▶ _TEXT_:
============================================================

Slow DNS after 22.05

vbjp

@steveits
I have this problem really hard to troubleshoot as it impacts only certain domains not resolving at sporadic times. Restarting unbound service solves the problem for a while, but it's not sustainable as only yesterday I had to restart unbound 4 times.

vbjp

@bmeeks said in Slow DNS after 22.05:

One thing the Netgate team could consider is bringing the current 1.16.2 version of unbound into their 22.05 FreeBSD Ports tree and thus making it available for manual installation (or upgrade) for those users impacted by the bug. Or put the older 1.13.2 version into the pfSense Plus 22.05 package repo. That would be a more complicated "update" for users, though, as they would likely need to manually remove the unbound package and then add it back as pkg would not normally see 1.13.2 as an "upgrade" for 1.15.0.

This would be great people who don't have any problems could stay on default unbound version, and these with problems could manually install latest.
I unfortunately live in Japan and here lots of users like yahoo.co.jp from my observations this is worst offender, breaks 1 to 5 times a day, also other sites in co.jp break way more than com, net etc. Yesterday had amazon.co.jp break but amazon.com working perfectly. rebooting unbound everyday is getting a chore. Waiting 2-3 months until 22.11 release would be hell.

yellowRain

I have major issue with unbound on PfSense Plus latest stable version :

DNS lookups are slow because unbound (the DNS Resolver) frequently restarts

I do not know what to do, as system logs show no useful information

I'm with unbound 1.15.0.

I see strange hotplug events regarding igc0 in the General tab simultaneously, which may cause new dhcp lease and unbound restart.

Should I open a ticket, is it yet another intel nic driver / hardware issue ?

(SG-6100)

============================================================

▶ _REQUESTS_:
A – In the slow DNS thread, why would putting the older 1.13.2 version of unbound into the pfSense Plus 22.05 package repo make updating more complicated for users? Answer in one to three sentences.
B – In the slow DNS thread, which version of unbound does yellowRain say they are using?
The records that follow the thread come from a different source.

▶ _DATA RECORDS_:
============================================================

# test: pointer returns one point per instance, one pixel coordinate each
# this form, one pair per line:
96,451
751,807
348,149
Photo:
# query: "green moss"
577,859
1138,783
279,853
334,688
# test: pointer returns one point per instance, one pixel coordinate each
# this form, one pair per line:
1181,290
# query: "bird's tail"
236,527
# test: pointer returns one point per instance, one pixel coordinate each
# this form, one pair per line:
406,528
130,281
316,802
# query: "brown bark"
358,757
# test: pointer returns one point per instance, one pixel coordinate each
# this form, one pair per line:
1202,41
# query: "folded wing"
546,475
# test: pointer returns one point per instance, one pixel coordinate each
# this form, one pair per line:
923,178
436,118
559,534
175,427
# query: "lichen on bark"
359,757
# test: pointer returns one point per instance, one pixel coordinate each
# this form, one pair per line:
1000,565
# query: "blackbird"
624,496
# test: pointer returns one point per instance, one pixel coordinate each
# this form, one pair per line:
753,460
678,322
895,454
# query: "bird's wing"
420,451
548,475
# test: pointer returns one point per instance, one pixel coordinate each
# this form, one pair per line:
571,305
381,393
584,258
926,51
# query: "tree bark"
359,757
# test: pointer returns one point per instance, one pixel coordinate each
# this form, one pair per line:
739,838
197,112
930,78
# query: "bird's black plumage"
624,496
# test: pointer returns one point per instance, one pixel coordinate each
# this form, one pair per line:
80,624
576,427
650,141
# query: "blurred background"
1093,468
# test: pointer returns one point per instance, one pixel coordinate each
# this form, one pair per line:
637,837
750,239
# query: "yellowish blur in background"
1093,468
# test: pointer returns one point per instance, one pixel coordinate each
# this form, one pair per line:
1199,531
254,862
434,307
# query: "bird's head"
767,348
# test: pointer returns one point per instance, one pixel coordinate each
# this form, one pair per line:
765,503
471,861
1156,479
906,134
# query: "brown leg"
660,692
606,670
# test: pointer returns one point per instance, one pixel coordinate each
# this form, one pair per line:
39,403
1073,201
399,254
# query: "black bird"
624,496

============================================================

▶ _EXERCISE RESPONSES_:
A – Users would likely need to manually remove the unbound package and then add it back. This is because pkg would not normally see 1.13.2 as an upgrade for 1.15.0.

B – Unbound 1.15.0.